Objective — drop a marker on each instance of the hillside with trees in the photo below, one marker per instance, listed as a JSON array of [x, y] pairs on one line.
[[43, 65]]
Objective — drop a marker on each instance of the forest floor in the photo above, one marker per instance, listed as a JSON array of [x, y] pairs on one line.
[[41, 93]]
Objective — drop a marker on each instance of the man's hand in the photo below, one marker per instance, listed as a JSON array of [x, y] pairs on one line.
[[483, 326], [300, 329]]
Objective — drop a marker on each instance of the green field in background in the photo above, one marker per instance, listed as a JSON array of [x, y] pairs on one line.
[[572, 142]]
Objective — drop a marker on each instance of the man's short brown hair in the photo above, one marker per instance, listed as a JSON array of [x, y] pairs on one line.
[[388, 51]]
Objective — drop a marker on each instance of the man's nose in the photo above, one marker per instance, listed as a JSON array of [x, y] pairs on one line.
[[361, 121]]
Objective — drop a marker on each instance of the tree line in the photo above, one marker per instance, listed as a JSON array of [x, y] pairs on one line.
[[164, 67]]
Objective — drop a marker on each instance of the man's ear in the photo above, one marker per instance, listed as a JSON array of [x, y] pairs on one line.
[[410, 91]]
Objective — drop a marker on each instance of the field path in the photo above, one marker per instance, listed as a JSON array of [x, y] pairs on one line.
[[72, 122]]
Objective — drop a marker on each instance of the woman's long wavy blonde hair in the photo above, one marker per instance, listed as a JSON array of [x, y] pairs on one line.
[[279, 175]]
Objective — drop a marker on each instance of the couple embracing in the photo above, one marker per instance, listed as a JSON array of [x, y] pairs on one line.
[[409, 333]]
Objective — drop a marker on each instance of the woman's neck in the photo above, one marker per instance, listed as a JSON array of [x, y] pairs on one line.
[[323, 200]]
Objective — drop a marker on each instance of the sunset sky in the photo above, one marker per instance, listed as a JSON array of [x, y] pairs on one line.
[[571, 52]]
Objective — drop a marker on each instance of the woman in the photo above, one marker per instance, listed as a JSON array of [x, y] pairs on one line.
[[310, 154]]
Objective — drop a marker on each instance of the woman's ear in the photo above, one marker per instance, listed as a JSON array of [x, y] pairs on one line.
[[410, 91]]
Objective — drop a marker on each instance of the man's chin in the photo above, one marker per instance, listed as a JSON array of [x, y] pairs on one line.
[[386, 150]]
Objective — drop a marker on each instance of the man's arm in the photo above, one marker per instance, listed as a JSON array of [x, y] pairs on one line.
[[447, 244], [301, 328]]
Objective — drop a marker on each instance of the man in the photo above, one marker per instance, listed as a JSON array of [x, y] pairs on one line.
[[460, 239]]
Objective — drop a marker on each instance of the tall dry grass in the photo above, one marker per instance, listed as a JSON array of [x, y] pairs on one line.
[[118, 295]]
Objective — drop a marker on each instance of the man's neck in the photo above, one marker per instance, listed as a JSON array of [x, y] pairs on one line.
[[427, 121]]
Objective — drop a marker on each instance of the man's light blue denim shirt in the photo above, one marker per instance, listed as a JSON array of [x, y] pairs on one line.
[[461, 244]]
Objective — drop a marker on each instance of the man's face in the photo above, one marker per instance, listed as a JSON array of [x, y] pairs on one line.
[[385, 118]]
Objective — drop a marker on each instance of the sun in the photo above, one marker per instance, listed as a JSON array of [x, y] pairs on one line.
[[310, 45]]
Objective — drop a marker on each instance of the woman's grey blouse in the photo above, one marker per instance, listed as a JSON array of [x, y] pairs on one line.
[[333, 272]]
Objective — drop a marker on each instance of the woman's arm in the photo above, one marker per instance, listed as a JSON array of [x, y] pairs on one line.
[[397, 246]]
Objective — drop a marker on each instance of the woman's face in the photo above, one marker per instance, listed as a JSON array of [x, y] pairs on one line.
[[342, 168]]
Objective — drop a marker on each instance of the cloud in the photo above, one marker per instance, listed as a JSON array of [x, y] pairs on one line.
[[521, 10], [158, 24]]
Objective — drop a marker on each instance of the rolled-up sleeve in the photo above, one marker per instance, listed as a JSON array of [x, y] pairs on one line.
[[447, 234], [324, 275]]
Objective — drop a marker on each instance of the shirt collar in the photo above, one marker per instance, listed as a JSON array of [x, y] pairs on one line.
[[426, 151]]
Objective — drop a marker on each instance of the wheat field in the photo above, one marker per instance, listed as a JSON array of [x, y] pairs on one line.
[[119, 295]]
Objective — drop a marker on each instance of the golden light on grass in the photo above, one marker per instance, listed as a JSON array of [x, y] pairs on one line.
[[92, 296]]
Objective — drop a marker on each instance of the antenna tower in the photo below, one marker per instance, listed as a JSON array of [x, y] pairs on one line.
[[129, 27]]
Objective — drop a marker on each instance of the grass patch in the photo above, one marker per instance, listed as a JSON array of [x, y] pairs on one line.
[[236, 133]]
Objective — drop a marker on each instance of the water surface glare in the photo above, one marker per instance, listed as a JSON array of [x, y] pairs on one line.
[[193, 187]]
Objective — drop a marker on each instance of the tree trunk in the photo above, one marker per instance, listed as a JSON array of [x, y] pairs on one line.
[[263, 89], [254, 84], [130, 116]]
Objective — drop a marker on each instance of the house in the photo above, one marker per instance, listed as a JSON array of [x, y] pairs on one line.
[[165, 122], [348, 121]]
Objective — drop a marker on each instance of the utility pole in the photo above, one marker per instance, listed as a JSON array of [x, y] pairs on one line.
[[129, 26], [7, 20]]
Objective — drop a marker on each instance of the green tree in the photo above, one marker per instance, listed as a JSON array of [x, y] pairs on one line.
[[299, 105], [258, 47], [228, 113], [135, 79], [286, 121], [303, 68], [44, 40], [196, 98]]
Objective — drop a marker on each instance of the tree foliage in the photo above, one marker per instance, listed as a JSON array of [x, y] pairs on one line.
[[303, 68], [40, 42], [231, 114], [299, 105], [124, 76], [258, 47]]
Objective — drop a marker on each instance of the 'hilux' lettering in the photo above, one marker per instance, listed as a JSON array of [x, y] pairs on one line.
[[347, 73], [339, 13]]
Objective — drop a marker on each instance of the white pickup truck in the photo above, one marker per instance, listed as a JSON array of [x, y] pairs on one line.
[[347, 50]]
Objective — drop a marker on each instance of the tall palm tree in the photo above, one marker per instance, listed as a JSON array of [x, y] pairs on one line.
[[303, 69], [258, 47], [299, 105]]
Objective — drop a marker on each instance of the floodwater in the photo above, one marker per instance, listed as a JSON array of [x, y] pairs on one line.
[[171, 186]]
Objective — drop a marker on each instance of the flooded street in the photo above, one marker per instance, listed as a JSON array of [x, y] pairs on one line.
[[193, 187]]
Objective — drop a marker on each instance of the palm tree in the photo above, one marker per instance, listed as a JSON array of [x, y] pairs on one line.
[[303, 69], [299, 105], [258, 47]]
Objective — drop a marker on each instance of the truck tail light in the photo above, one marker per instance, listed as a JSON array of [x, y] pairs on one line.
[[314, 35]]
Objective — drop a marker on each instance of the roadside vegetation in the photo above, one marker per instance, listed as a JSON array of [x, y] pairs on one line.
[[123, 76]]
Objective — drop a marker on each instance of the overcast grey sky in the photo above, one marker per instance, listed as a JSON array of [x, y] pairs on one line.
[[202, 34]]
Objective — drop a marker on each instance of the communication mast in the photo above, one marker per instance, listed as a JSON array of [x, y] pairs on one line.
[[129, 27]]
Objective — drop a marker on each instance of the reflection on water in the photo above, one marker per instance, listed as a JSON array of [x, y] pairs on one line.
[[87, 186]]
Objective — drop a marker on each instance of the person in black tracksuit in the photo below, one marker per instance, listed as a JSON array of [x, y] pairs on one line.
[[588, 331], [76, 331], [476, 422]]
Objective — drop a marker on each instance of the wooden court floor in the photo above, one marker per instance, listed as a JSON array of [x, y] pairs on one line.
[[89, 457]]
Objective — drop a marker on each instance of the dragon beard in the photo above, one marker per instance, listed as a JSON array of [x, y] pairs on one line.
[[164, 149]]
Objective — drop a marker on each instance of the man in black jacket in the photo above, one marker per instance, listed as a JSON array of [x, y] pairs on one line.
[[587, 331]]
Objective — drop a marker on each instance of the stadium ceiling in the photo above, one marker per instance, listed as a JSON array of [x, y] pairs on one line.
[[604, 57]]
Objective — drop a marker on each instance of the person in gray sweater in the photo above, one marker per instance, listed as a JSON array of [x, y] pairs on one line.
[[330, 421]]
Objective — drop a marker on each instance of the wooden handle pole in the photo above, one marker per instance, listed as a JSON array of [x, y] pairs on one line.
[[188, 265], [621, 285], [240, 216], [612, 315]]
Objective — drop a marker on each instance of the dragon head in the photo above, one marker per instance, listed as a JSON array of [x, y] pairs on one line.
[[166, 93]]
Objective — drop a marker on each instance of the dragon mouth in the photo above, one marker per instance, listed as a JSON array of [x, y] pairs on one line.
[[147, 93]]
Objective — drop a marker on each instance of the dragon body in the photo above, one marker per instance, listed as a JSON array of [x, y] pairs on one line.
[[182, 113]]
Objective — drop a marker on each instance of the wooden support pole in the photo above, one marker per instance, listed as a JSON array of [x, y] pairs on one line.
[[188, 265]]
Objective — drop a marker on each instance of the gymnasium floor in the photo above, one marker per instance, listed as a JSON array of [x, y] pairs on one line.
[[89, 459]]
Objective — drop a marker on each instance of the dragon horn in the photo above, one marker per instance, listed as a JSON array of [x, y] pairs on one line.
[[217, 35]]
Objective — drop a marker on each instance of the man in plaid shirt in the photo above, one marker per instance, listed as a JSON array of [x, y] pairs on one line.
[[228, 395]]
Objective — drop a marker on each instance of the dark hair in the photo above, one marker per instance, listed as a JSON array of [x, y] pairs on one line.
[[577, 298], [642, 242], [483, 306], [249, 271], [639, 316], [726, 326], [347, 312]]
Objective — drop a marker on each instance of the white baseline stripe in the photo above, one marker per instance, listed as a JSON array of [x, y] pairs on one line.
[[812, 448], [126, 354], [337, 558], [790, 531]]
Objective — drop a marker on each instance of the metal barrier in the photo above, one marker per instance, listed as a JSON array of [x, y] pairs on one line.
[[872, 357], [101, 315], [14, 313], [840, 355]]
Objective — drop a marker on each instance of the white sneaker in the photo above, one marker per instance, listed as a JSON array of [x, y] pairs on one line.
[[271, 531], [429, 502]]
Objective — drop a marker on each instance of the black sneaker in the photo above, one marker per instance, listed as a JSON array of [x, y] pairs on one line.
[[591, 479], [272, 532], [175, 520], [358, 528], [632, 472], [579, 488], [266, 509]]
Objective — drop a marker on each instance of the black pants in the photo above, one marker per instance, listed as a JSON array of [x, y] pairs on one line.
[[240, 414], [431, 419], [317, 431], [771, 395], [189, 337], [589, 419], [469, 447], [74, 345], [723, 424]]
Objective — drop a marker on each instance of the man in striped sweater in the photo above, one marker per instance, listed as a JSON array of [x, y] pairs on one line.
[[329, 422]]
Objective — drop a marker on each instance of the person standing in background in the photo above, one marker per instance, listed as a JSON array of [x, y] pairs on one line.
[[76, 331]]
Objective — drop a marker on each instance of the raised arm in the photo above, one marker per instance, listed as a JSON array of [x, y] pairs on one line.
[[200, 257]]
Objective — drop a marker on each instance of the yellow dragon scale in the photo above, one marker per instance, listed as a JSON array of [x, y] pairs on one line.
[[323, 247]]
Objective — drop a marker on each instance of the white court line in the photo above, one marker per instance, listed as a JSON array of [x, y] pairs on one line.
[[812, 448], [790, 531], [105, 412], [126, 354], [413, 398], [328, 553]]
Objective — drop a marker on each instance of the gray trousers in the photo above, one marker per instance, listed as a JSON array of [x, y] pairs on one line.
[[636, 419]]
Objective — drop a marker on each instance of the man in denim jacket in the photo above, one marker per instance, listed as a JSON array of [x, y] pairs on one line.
——
**REQUIRED WORK:**
Copy out everything from the line with "the dragon horn" down to the line with "326], [347, 312]]", swapping "marker" for "dot" each time and leaving the rest the same.

**THE OUTPUT:**
Objective — drop a dot on each instance of the dragon horn in the photo above, one dot per instance, listed as a JSON array of [x, y] pairs on one line.
[[217, 35]]
Objective — drop a dot on each instance of the man in plaid shirt in the photo above, one dot per instance, listed as a JSON array of [x, y] pairs on one line.
[[228, 395]]
Objective — drop a dot on each instance of the dark hair in the photo above, one dot per instance, listed as a JSON array of [x, y] pairs on one line.
[[577, 298], [642, 242], [483, 306], [249, 271], [639, 316], [726, 326], [347, 312]]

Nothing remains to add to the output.